**TASK DETAILS:** Will you recast part of the rows below as a Markdown table with the columns No. and Line, leaving out blank lines? Begin at the line that has "the blurred background" and stop after the line that has "(1039, 636)".

**DATA FOR PROCESSING:**
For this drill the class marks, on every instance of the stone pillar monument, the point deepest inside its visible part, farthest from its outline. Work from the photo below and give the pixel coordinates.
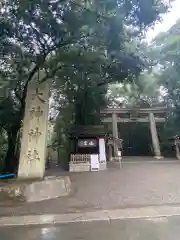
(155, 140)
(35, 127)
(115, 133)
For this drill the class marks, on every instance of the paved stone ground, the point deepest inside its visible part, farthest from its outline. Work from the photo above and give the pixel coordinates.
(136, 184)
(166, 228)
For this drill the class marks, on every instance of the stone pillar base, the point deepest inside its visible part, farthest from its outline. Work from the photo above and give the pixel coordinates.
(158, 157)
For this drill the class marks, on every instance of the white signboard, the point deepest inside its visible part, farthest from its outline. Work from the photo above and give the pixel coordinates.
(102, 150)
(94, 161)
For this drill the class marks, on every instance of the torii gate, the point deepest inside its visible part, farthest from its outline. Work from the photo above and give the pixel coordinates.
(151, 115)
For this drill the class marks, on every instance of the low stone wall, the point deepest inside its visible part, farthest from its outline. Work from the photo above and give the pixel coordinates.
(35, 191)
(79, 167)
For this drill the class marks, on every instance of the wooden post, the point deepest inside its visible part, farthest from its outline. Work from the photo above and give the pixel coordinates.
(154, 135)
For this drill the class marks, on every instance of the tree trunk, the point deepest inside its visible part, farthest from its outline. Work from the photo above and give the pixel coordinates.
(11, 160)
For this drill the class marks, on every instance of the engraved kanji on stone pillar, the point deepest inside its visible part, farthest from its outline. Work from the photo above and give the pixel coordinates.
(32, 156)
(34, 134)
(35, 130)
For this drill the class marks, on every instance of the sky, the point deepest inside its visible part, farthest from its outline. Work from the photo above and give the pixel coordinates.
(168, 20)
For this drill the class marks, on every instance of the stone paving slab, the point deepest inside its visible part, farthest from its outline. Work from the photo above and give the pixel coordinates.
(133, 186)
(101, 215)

---

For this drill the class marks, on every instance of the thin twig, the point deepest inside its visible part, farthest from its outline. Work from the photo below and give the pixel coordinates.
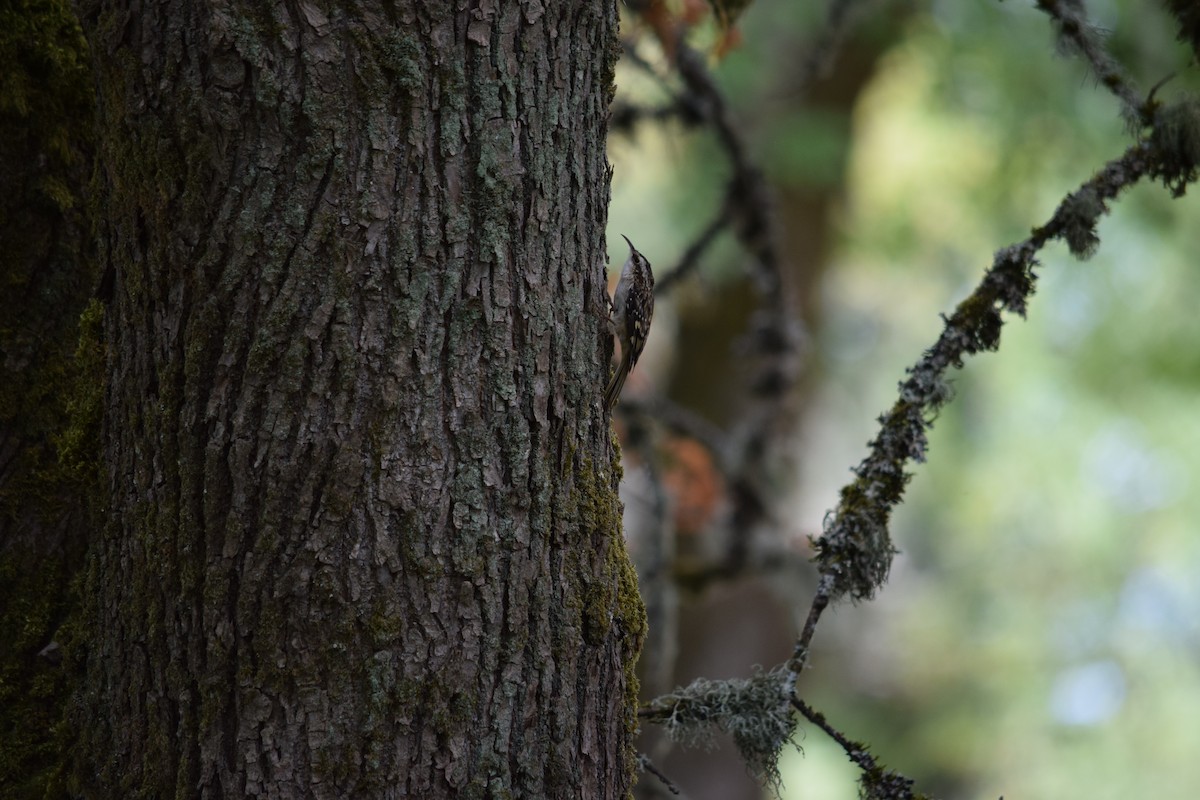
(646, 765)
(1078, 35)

---

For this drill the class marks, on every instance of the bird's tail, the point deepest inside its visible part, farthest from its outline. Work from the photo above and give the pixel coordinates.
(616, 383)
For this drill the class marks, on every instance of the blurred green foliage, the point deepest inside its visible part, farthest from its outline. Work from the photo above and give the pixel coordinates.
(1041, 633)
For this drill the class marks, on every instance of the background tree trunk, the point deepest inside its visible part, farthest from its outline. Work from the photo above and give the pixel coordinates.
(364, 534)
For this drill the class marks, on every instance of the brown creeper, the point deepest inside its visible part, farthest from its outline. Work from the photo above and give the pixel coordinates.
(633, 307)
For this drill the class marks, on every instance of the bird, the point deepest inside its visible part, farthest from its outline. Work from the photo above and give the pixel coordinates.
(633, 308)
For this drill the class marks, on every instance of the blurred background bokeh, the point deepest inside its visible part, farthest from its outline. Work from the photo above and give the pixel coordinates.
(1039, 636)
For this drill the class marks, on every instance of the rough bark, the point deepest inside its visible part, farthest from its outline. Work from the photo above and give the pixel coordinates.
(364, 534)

**TASK SOLUTION:**
| No. | Line |
|---|---|
| 1 | For this drill the class marks, on every instance of the blurred background bokeh, the point deepest inside its visible part, farthest from its outline. Work from the photo above and give the pixel coordinates. |
| 2 | (1039, 636) |